**ФОРМУЛИРОВКА ЗАДАНИЯ A:** Извлеките из приведенных ниже записей все строки, содержащие строку «trim», с учетом регистра.

Былой Петербург: проза будней и поэзия праздника - [146]
6 марта 1938 года на бланке Общества (проспект 25 Октября, 39; ныне Невский проспект; бывш. Аничков дворец) В. М. Лосеву была выдана справка, что он состоял «членом Общества с мая 1931 г. до момента ликвидации Общества по март 1938 г.»[1454].
Так была разгромлена последняя культурная институция по изучению и охране наследия Северной столицы – общество «Старый Петербург – Новый Ленинград», которое самоотверженно спасало памятники и сооружения, брошенные на произвол судьбы новою властью.
Документальные материалы, связанные с деятельностью Общества, – важный источник по истории науки, краеведения, экскурсионного и музейного дела.
«В 1920–1922 годах Общество „Старый Петербург“ – вспоминает Владислав Ходасевич в очерке „Дом Искусства“, – переживало эпоху расцвета, который поистине можно было назвать вдохновенным. Причин тому было несколько. <…> Во-первых, по мере того, как жизнь уходила вперед, все острей, все пронзительней ощущалась членами общества близкая и неминуемая разлука с прошлым – отсюда возникало желание как можно тщательнее сберечь о нем память. Во-вторых (и это может показаться вполне неожиданным для тех, кто не жил тогда в Петербурге), именно в эту пору сам Петербург стал так необыкновенно прекрасен, как не был уже давно, а может быть, и никогда. Люди, работавшие в „Старом Петербурге“, отнюдь не принадлежали к числу большевиков. Некоторые из его руководителей впоследствии были расстреляны – достаточно назвать хотя бы П. Вейнера. Но как и все другие, обладавшие чувством, умом, пониманием, они не могли не видеть, до какой степени Петербургу оказалось к лицу несчастье. <…> Петербург стал величествен. Вместе с вывесками, с него словно сползла вся лишняя пестрота. Дома, даже самые обыкновенные, получили ту стройность и строгость, которой ранее обладали одни дворцы. Петербург… утратил все то, что было ему не к лицу. Есть люди, которые в гробу хорошеют: так, кажется, было с Пушкиным. Несомненно, так было с Петербургом. Эта красота – временная, минутная. За нею следует страшное безобразие распада. Но в созерцании ее есть невыразимое, щемящее наслаждение. <…> В этом великолепном, но странном городе жизнь протекала своеобразно. В смысле административном Петербург стал провинцией. <…> Зато жизнь научная, литературная, театральная, художественная проступала наружу с небывалой отчетливостью. Большевики уже пытались овладеть ею, но еще не умели этого сделать, и она доживала последние дни свободы в подлинном творческом подъеме. Голод и холод не снижали этого подъема – может быть, даже его поддерживали»[1455].

**ФРАГМЕНТЫ НАБОРА ДАННЫХ:**
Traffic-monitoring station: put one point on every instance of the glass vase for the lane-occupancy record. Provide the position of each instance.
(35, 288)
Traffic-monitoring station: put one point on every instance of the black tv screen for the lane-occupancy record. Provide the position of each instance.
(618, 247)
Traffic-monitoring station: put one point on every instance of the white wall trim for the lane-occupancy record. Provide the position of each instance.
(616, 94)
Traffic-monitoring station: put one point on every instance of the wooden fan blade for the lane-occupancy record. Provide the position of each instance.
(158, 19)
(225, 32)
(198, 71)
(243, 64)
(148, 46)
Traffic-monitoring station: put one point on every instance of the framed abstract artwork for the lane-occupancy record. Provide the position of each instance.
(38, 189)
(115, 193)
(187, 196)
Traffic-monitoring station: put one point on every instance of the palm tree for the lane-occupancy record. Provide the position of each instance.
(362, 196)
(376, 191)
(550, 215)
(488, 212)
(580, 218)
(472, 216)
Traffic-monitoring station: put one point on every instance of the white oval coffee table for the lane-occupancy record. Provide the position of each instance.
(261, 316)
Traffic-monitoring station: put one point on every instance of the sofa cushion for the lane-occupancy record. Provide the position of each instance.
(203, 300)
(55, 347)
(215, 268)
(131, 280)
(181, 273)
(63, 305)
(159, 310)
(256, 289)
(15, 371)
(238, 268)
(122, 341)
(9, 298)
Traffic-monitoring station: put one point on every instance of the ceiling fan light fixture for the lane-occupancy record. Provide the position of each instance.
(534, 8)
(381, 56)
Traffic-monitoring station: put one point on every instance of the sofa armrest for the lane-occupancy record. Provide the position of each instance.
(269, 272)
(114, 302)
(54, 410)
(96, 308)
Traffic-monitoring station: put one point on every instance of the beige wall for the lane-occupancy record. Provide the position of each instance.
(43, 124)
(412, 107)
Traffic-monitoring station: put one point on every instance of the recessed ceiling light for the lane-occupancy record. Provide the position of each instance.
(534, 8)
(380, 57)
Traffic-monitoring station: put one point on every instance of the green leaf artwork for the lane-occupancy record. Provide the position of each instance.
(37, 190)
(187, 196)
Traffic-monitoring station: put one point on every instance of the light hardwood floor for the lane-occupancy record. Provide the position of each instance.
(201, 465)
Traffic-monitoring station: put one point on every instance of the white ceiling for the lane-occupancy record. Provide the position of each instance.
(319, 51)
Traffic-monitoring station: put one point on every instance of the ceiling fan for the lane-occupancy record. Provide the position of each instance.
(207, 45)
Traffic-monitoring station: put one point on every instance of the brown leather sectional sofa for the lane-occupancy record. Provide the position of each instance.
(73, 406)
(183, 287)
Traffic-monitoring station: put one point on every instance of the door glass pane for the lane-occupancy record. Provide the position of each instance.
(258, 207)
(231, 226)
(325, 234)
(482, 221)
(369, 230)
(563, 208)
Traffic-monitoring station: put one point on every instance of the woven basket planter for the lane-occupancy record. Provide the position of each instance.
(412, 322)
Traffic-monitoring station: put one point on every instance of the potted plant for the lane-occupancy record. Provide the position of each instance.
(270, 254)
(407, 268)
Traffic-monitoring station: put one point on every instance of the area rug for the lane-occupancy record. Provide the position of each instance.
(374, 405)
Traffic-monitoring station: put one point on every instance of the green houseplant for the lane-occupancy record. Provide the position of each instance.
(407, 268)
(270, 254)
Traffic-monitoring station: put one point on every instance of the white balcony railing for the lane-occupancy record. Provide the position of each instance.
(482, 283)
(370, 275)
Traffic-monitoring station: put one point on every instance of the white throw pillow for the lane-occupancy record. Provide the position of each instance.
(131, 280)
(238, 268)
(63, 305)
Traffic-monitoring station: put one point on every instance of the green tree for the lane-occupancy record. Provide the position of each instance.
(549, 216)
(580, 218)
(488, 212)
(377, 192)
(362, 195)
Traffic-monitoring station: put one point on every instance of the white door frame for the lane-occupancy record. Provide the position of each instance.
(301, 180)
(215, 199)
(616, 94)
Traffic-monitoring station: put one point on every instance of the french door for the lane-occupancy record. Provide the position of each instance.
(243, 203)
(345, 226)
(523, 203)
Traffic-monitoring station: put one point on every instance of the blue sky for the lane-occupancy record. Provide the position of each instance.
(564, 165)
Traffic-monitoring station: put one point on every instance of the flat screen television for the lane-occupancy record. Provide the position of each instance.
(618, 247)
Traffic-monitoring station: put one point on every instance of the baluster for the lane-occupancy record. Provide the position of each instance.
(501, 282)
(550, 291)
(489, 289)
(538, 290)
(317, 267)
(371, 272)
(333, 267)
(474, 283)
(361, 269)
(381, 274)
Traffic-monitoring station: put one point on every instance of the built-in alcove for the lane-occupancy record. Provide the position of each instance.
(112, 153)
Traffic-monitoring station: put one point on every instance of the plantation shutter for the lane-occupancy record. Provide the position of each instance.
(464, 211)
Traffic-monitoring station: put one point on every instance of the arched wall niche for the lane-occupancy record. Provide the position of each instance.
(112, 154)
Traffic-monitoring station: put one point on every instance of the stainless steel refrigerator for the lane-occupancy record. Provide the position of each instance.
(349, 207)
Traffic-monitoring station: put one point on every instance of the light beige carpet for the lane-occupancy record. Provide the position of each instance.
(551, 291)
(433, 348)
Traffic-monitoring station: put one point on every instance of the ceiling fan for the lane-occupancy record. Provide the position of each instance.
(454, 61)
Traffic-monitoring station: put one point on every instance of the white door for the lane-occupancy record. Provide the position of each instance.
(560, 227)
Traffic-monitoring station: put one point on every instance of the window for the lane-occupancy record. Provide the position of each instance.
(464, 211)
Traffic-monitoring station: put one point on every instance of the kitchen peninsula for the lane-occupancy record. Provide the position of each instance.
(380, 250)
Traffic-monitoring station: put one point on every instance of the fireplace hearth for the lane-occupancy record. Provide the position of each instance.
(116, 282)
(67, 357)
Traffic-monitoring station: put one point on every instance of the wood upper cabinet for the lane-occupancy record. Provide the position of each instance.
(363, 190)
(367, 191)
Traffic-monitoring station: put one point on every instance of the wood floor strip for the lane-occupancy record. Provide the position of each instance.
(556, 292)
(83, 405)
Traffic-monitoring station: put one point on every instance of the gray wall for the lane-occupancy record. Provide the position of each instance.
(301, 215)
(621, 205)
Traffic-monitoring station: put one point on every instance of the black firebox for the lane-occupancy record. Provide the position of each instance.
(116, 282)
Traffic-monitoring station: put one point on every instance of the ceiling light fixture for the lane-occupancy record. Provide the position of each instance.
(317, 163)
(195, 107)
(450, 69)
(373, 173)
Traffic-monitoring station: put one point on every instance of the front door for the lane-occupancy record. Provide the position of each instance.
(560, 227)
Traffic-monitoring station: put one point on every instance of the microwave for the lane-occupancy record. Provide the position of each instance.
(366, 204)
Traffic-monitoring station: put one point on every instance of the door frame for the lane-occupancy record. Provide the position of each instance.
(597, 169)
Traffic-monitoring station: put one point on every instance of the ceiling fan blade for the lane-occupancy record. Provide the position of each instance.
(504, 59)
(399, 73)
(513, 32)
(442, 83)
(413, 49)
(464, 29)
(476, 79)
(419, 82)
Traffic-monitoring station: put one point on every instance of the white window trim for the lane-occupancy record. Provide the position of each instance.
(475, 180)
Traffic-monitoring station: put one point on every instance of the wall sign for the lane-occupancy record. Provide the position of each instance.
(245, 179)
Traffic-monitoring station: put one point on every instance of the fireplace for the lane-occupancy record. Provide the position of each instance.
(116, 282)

**ФОРМУЛИРОВКА ЗАДАНИЯ B:** Перепишите без изменений фрагмент текста об обществе «Старый Петербург», который открывается словами «Былой Петербург: проза» и завершается словами «судьбы новою властью.».

**РЕЗУЛЬТАТ ВЫПОЛНЕНИЯ A:**
Traffic-monitoring station: put one point on every instance of the white wall trim for the lane-occupancy record. Provide the position of each instance.
Traffic-monitoring station: put one point on every instance of the white window trim for the lane-occupancy record. Provide the position of each instance.

**РЕЗУЛЬТАТ ВЫПОЛНЕНИЯ B:**
Былой Петербург: проза будней и поэзия праздника - [146]
6 марта 1938 года на бланке Общества (проспект 25 Октября, 39; ныне Невский проспект; бывш. Аничков дворец) В. М. Лосеву была выдана справка, что он состоял «членом Общества с мая 1931 г. до момента ликвидации Общества по март 1938 г.»[1454].
Так была разгромлена последняя культурная институция по изучению и охране наследия Северной столицы – общество «Старый Петербург – Новый Ленинград», которое самоотверженно спасало памятники и сооружения, брошенные на произвол судьбы новою властью.